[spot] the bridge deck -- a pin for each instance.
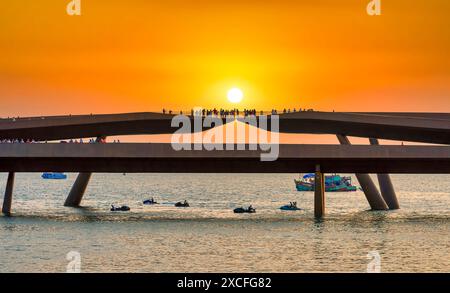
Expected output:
(417, 127)
(142, 158)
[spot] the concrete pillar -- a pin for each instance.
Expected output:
(78, 190)
(7, 201)
(79, 187)
(371, 192)
(319, 194)
(386, 186)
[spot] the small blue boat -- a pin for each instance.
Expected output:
(290, 207)
(333, 183)
(56, 176)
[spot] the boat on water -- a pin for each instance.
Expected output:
(49, 175)
(290, 207)
(241, 210)
(333, 183)
(151, 201)
(120, 209)
(180, 204)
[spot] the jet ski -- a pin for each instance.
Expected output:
(180, 204)
(120, 209)
(241, 210)
(150, 202)
(290, 207)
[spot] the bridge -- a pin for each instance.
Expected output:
(432, 128)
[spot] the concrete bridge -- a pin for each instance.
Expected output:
(87, 158)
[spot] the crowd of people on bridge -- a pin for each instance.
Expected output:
(17, 140)
(79, 141)
(235, 112)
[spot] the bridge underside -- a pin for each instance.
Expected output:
(147, 158)
(416, 127)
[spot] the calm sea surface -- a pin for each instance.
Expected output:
(208, 237)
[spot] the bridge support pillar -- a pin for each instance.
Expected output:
(319, 194)
(371, 192)
(7, 201)
(386, 186)
(79, 187)
(78, 190)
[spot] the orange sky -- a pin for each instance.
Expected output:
(140, 55)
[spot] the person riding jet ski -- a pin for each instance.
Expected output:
(119, 209)
(241, 210)
(150, 201)
(180, 204)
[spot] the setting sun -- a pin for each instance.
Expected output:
(235, 95)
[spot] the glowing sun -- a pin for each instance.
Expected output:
(235, 95)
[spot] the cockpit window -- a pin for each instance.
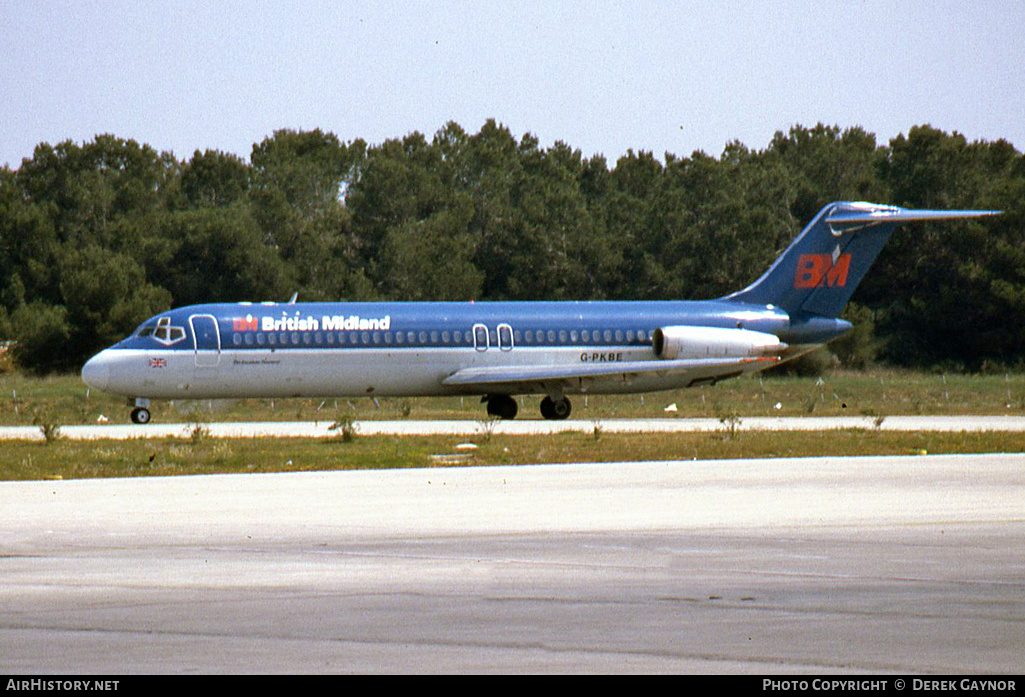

▸ Exercise brief:
Put all of the rows above into a numbered list, skipping any blank lines and leaving out the pictures.

▸ Solution to this problem:
1. [spot] the bridge deck -- a pin for each instance.
2. Expected output:
3. (417, 127)
4. (142, 158)
5. [spot] the concrete pillar -- a pin for each instance.
6. Expected output:
7. (78, 190)
8. (7, 201)
9. (79, 187)
10. (371, 192)
11. (319, 194)
12. (386, 186)
13. [spot] the small blue boat -- a pin for each instance.
14. Expected output:
15. (290, 207)
16. (333, 183)
17. (56, 176)
18. [spot] the boat on water -- a pin for each instance.
19. Expected output:
20. (49, 175)
21. (290, 207)
22. (241, 210)
23. (333, 183)
24. (151, 201)
25. (120, 209)
26. (180, 204)
27. [spot] the jet ski -- a pin for each instance.
28. Expected output:
29. (180, 204)
30. (120, 209)
31. (241, 210)
32. (150, 202)
33. (290, 207)
34. [spot] the bridge -- a pin for each instance.
35. Expected output:
36. (432, 128)
37. [spot] the concrete bridge -- a pin for each instance.
38. Expected output:
39. (87, 158)
40. [spot] the crowd of people on bridge -- a pin for each instance.
41. Expected output:
42. (17, 140)
43. (79, 141)
44. (235, 112)
45. [spot] the bridge underside -- a pin for each instance.
46. Expected output:
47. (147, 158)
48. (416, 127)
49. [spot] the calm sea surface -- a pin for each instance.
50. Expected output:
51. (208, 237)
52. [spot] the bridge support pillar -- a pin for each instance.
53. Expected output:
54. (319, 194)
55. (371, 192)
56. (7, 201)
57. (386, 186)
58. (79, 187)
59. (78, 190)
60. [spot] the orange sky -- a pin for each instance.
61. Expected output:
62. (140, 55)
63. [spot] the person riding jet ski -- a pin for each instance.
64. Expected output:
65. (119, 209)
66. (241, 210)
67. (150, 201)
68. (180, 204)
69. [spot] the setting sun -- a pin for each instance.
70. Expected output:
71. (235, 95)
72. [spot] the glowing sun -- a pin for each instance.
73. Expected output:
74. (235, 95)
75. [spot] the cockpit window -- a pin for each instance.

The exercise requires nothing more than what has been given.